• [EXERCISE DIRECTIONS] Rewrite every line from the one containing "label: crane arm" through the end of the entries, keeping the requests unchanged. In the answers, scale each bounding-box coordinate by 1.1 and round it to a whole number, with halves rounding up.

(Object detection data)

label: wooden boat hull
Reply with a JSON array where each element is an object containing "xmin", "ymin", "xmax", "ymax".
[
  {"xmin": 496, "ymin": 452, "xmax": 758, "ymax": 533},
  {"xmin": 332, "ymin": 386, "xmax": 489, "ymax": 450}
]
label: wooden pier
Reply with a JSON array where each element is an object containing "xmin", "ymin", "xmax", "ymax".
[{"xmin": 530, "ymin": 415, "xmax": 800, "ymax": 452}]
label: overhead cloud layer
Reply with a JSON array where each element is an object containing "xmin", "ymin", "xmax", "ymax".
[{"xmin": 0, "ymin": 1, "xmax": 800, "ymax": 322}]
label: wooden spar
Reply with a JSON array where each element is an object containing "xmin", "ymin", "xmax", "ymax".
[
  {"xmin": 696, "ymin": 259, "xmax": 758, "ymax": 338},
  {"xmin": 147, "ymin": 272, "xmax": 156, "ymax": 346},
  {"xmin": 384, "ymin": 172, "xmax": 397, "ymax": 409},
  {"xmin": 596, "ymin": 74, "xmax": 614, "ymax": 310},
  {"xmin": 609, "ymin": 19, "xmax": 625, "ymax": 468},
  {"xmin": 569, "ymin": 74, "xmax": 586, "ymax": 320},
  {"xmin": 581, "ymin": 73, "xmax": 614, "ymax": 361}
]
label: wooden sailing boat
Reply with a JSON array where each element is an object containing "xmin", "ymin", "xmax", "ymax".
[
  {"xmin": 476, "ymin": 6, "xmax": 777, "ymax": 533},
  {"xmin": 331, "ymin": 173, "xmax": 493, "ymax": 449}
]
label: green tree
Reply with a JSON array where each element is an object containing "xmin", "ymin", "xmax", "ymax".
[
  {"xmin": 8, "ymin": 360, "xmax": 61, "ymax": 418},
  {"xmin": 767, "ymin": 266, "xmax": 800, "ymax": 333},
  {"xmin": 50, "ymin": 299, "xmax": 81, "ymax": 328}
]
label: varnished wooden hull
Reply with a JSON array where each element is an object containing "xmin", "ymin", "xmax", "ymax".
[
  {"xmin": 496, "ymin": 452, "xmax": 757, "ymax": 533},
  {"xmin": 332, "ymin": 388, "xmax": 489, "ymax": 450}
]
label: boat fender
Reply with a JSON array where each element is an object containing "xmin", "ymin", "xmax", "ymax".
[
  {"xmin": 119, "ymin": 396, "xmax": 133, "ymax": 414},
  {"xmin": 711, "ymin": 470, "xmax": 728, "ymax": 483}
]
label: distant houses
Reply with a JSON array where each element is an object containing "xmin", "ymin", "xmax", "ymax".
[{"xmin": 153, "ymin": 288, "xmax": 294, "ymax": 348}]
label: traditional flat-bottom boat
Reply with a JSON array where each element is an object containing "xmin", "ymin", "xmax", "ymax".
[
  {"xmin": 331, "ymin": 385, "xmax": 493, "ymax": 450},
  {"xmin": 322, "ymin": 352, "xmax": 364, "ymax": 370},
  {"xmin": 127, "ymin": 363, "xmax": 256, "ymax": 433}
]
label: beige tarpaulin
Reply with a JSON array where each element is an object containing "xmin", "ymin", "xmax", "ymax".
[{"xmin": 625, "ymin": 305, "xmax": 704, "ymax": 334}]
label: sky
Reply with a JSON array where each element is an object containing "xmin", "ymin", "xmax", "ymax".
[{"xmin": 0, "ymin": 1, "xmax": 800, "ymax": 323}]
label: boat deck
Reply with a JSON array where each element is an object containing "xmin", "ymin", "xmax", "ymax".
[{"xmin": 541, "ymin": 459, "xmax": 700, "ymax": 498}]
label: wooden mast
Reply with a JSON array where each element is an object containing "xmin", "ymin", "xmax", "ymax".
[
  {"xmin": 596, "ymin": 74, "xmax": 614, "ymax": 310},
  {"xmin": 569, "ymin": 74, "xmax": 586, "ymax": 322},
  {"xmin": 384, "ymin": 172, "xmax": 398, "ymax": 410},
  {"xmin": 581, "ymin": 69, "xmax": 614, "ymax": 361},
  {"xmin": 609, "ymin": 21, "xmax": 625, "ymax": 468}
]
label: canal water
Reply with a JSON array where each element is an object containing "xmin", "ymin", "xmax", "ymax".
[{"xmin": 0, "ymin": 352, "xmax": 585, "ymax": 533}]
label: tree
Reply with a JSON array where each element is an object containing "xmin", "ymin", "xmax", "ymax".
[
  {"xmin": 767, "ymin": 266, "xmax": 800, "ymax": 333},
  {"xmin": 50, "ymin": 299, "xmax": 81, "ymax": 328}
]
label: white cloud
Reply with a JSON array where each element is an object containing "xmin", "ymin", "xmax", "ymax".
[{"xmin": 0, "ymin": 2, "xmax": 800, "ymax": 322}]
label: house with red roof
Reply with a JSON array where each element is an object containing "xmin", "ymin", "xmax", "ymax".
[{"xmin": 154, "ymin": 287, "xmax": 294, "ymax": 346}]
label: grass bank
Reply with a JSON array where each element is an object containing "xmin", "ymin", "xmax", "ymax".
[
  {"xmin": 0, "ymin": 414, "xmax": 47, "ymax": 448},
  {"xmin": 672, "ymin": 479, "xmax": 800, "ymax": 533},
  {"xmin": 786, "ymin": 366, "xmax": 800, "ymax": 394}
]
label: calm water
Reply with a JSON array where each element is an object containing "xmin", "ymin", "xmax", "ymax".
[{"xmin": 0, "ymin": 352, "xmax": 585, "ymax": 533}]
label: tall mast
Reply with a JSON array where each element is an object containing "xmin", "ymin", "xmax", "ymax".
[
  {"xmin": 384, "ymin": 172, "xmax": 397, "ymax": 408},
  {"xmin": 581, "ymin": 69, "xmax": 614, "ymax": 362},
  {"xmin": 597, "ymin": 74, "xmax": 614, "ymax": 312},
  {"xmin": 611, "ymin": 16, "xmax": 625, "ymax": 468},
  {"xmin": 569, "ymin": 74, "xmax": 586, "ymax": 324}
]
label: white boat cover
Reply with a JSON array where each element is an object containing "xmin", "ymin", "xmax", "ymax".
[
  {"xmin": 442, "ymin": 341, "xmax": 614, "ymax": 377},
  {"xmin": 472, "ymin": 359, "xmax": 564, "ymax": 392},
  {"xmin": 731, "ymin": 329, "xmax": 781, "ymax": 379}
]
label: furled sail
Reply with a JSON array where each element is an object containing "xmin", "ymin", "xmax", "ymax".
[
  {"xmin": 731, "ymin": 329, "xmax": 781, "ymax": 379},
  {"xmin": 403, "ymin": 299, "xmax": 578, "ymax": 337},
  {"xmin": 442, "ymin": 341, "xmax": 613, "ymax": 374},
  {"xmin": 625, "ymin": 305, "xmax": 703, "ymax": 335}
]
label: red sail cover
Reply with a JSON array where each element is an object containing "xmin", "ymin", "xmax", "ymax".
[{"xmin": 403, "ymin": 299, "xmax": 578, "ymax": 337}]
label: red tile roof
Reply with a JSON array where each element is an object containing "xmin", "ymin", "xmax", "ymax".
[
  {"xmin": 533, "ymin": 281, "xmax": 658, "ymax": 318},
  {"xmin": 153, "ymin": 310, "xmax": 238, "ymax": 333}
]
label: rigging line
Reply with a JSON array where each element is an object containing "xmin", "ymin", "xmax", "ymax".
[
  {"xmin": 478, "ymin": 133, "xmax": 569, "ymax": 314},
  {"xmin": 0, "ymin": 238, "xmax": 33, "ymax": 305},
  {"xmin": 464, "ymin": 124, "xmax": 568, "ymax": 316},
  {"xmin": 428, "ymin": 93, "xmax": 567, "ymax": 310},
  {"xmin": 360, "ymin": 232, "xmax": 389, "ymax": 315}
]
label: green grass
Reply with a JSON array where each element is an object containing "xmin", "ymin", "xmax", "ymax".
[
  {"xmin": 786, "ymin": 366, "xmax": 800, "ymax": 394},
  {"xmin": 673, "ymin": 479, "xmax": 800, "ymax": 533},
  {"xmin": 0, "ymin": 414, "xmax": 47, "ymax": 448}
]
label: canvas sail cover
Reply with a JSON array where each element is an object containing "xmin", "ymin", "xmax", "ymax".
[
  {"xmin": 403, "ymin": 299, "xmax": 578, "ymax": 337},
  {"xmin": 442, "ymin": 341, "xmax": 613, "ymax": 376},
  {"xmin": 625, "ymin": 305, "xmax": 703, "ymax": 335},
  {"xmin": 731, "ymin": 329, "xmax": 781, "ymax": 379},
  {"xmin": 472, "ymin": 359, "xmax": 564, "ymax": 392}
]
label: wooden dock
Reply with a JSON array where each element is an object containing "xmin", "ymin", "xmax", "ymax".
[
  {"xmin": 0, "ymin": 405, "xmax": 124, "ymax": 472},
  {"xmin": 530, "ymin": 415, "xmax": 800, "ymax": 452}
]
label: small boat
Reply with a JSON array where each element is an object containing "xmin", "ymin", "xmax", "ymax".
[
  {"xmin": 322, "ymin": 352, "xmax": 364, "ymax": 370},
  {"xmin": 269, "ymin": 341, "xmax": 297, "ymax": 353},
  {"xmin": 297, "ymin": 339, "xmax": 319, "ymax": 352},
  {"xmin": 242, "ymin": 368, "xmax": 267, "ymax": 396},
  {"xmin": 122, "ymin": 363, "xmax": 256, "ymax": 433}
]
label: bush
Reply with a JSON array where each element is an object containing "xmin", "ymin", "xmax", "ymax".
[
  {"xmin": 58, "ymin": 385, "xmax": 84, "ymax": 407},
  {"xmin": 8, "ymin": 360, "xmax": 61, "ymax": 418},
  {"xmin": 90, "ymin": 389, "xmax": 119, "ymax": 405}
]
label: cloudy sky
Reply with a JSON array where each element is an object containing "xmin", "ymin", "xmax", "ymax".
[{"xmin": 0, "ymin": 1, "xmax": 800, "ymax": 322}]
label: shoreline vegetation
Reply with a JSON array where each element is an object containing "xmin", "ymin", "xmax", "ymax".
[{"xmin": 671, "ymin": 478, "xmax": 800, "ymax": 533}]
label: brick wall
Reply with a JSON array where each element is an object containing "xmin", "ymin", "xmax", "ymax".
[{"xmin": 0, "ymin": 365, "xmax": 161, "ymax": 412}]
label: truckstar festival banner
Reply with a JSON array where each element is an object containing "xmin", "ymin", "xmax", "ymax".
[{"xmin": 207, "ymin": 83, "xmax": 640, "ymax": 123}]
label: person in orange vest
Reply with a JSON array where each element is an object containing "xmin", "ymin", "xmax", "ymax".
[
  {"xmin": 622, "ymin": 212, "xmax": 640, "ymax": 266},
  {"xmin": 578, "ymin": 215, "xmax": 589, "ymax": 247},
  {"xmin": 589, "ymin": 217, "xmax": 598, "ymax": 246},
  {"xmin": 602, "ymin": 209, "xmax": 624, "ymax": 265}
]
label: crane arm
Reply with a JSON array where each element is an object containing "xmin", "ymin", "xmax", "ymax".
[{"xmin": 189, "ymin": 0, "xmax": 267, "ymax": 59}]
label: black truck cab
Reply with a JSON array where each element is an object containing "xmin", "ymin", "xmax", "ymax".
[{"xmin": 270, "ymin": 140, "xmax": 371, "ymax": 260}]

• [EXPECTED OUTPUT]
label: crane arm
Reply with a JSON array where each element is an object containing "xmin", "ymin", "xmax", "ymax".
[{"xmin": 208, "ymin": 0, "xmax": 294, "ymax": 65}]
label: black truck cab
Reply with a JSON array where each element is an object containing "xmin", "ymin", "xmax", "ymax".
[{"xmin": 297, "ymin": 154, "xmax": 408, "ymax": 286}]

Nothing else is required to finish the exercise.